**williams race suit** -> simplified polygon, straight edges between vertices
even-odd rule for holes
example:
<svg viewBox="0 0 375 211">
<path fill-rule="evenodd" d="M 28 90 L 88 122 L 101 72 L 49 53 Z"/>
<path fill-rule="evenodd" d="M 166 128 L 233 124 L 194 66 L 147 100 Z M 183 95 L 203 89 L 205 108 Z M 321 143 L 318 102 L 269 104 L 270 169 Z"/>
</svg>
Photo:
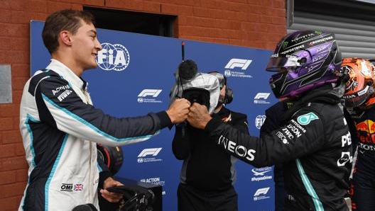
• • • • • • •
▶ _PROBLEM STATEMENT_
Convert the entries above into a Markdown table with a Row column for the line number and a Text column for the line itself, omitting blank lines and leaving out the pictures.

▶ _OUTPUT OF THE TASK_
| Row | Text |
|---|---|
| 1 | **williams race suit** -> simplified polygon, straight edges between vertices |
| 2 | even-odd rule for holes |
| 3 | example: |
| 4 | <svg viewBox="0 0 375 211"> |
| 5 | <path fill-rule="evenodd" d="M 28 90 L 88 122 L 101 72 L 49 53 Z"/> |
| 6 | <path fill-rule="evenodd" d="M 166 128 L 233 124 L 194 66 L 147 100 Z M 183 95 L 203 89 L 205 108 Z M 321 143 L 318 102 L 269 104 L 270 169 Z"/> |
| 7 | </svg> |
| 8 | Photo: |